== WHAT THE EXERCISE ASKS ==
Lay out every line of the records below as a JSON list of strings, one string per line, with blank lines left out. Omit the pictures from your answer.

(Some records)
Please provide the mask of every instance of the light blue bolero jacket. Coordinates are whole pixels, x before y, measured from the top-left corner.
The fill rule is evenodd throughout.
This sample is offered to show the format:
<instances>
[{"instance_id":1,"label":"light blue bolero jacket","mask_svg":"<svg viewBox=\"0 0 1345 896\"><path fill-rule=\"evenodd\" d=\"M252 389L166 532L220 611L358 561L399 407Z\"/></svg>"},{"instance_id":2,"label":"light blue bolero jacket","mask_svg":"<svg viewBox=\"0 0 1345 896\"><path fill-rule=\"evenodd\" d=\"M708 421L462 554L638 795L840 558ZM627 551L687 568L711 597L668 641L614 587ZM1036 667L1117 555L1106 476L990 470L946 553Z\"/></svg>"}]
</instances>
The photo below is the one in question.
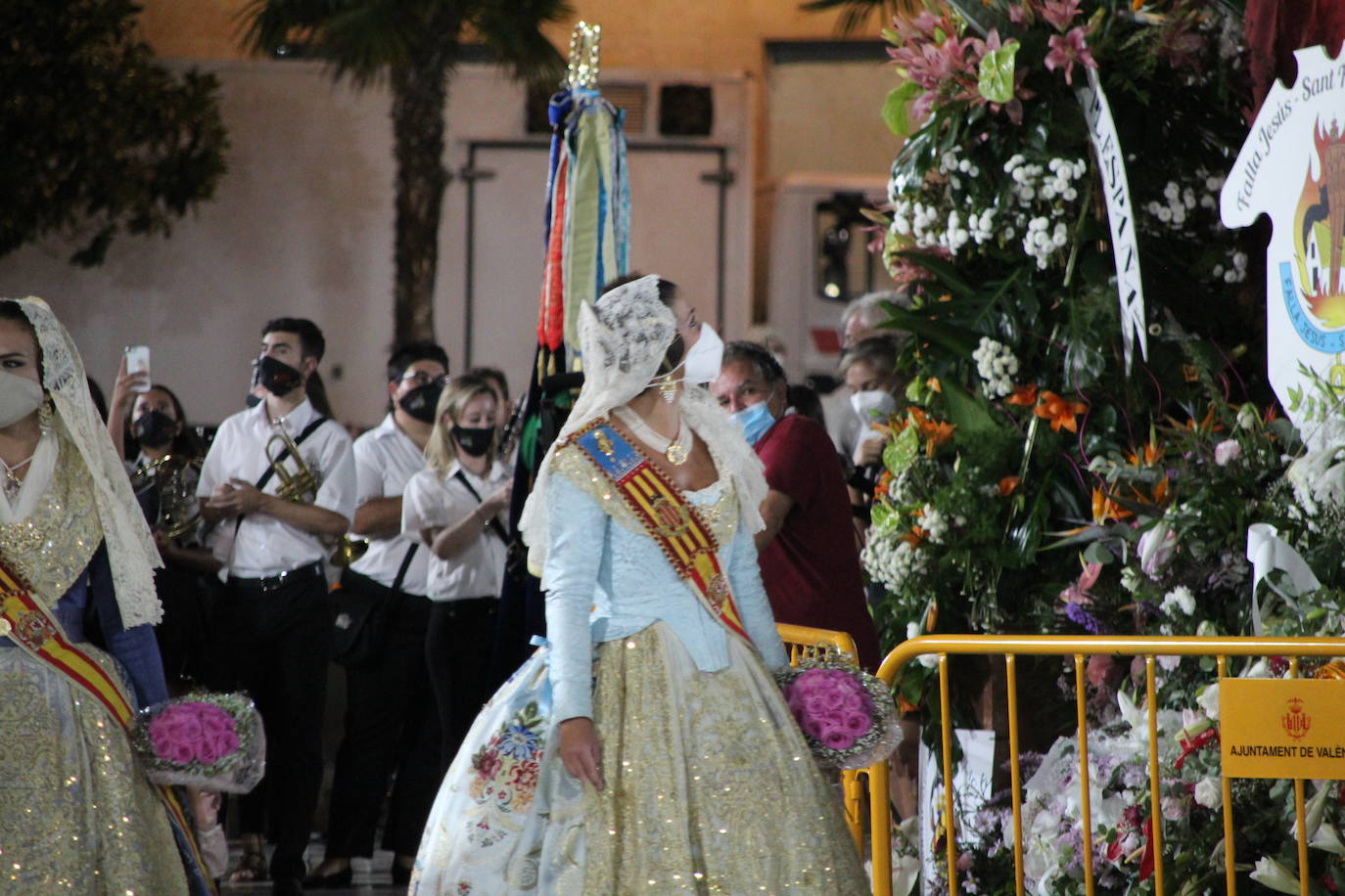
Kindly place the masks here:
<instances>
[{"instance_id":1,"label":"light blue bolero jacket","mask_svg":"<svg viewBox=\"0 0 1345 896\"><path fill-rule=\"evenodd\" d=\"M592 717L594 645L655 622L677 634L697 669L728 668L729 639L737 635L701 604L654 539L620 505L621 498L608 493L604 500L605 482L593 480L585 489L574 481L576 467L569 472L553 469L546 484L549 541L542 583L554 717ZM765 665L783 669L788 658L761 586L756 545L746 527L738 525L738 501L729 481L724 477L686 496L717 520L710 528L720 536L720 566L744 627Z\"/></svg>"}]
</instances>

== IN RESPONSE ==
[
  "Please provide the mask of every instance of the light blue bolero jacket. Coordinates are whole pixels, x before y, measured from the top-left corner.",
  "The fill rule is evenodd throughout.",
  "This sample is offered to show the format:",
  "<instances>",
  "[{\"instance_id\":1,\"label\":\"light blue bolero jacket\",\"mask_svg\":\"<svg viewBox=\\\"0 0 1345 896\\\"><path fill-rule=\\\"evenodd\\\" d=\\\"M252 389L166 532L220 611L358 561L399 407Z\\\"/></svg>\"},{\"instance_id\":2,\"label\":\"light blue bolero jacket\",\"mask_svg\":\"<svg viewBox=\\\"0 0 1345 896\\\"><path fill-rule=\\\"evenodd\\\" d=\\\"M708 421L462 554L638 795L840 558ZM627 551L687 568L711 597L668 641L614 587ZM1036 667L1117 555L1106 476L990 470L946 553Z\\\"/></svg>\"}]",
  "</instances>",
  "The photo below is the one in question.",
  "Kindly place the masks here:",
  "<instances>",
  "[{\"instance_id\":1,\"label\":\"light blue bolero jacket\",\"mask_svg\":\"<svg viewBox=\\\"0 0 1345 896\\\"><path fill-rule=\\\"evenodd\\\" d=\\\"M592 717L594 645L655 622L677 634L697 669L728 668L729 639L737 635L701 604L654 539L620 505L621 498L608 493L604 500L605 482L593 480L585 489L574 481L576 467L569 472L553 469L546 484L549 541L542 583L554 717ZM765 665L783 669L788 658L761 586L756 545L746 527L738 525L738 501L729 481L724 477L686 496L717 520L710 528L720 536L720 566L744 627Z\\\"/></svg>\"}]",
  "</instances>"
]